_SUPPLIED MATERIAL:_
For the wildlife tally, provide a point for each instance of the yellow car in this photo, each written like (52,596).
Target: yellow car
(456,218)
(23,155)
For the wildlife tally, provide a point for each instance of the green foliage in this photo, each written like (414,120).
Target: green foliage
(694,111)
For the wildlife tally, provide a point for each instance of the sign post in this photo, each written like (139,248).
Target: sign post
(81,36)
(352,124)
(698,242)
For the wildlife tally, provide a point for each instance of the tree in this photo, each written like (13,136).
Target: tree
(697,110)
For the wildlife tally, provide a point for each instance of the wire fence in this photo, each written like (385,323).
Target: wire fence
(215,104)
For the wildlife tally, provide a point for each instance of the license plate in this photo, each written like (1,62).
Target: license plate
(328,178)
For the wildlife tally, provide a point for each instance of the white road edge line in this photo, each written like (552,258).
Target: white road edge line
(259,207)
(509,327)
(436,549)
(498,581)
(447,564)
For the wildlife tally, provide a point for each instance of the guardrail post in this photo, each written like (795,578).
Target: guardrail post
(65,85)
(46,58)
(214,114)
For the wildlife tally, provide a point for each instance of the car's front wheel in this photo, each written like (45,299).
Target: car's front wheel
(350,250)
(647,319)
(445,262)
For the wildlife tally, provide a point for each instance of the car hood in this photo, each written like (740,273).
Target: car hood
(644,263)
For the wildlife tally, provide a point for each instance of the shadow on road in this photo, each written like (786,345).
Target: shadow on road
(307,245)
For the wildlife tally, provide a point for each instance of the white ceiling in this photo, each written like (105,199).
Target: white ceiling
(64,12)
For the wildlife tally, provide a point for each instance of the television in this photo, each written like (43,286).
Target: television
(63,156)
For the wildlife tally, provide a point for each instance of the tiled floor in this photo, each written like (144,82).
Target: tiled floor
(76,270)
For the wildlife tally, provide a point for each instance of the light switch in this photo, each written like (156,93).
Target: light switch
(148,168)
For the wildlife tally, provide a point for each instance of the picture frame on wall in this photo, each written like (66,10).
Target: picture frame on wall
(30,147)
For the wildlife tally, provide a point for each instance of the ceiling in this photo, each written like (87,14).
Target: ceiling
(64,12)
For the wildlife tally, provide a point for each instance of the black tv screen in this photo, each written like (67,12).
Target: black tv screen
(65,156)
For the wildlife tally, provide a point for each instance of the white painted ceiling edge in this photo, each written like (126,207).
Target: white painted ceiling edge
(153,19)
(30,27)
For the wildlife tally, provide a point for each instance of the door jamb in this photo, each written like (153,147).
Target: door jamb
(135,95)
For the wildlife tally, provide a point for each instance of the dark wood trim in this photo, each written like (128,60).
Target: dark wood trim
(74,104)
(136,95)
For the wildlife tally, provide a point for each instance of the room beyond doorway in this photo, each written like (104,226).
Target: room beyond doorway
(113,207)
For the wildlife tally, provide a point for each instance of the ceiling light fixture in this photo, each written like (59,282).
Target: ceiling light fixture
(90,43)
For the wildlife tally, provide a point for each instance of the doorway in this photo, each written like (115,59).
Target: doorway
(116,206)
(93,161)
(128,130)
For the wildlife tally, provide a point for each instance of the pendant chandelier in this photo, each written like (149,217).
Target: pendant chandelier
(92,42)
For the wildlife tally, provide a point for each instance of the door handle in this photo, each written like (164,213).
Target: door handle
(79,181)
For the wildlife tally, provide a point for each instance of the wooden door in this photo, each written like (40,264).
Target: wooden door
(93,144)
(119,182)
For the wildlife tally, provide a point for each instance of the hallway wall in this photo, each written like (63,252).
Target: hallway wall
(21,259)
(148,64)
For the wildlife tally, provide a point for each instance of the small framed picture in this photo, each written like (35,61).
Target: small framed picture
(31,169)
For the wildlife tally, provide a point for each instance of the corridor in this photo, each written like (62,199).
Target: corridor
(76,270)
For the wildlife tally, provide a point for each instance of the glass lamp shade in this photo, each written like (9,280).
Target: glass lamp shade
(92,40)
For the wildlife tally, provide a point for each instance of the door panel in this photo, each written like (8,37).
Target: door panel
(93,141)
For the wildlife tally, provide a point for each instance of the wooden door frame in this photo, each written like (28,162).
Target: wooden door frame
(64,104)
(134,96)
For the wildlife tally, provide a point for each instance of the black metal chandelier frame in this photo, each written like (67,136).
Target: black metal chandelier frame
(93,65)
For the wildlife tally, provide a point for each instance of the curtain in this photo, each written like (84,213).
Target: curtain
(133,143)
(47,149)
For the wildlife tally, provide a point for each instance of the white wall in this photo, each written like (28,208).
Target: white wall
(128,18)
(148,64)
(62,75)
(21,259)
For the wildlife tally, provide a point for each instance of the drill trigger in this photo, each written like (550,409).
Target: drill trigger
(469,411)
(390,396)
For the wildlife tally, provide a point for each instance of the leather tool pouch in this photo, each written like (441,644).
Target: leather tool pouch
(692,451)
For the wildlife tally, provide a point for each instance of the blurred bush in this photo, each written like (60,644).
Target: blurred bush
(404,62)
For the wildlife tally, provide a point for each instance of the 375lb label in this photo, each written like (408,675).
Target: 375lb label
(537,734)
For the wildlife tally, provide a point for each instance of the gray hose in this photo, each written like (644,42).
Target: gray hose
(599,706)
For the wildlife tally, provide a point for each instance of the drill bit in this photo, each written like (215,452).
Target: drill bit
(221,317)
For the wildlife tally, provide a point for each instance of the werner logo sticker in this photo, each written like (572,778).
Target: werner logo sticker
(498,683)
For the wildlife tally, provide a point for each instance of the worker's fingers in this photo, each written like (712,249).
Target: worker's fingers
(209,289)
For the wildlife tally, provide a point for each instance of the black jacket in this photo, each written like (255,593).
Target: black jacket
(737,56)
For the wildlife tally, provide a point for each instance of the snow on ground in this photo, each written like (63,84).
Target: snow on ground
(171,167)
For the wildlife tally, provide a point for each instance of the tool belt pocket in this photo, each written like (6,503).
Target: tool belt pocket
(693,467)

_WHAT YOU HAVE TO DO:_
Exactly those lines that run from the start of the listing to the line containing "written like (385,323)." should be output, and no others.

_FINAL ANSWER:_
For the wildlife tally, provide a point for each instance of the yellow car in this photo, each written like (52,596).
Target: yellow car
(456,218)
(23,155)
For the wildlife tally, provide a point for each instance of the green foliage in this photo, each written like (414,120).
Target: green foliage
(694,111)
For the wildlife tally, provide a point for each instance of the sign post in this photo, each written like (139,248).
Target: sign post
(81,36)
(352,124)
(698,242)
For the wildlife tally, provide a point for each instance of the tree in this photo, each written like (13,136).
Target: tree
(697,110)
For the wildlife tally, provide a point for each instance of the wire fence in this photo, each written like (385,323).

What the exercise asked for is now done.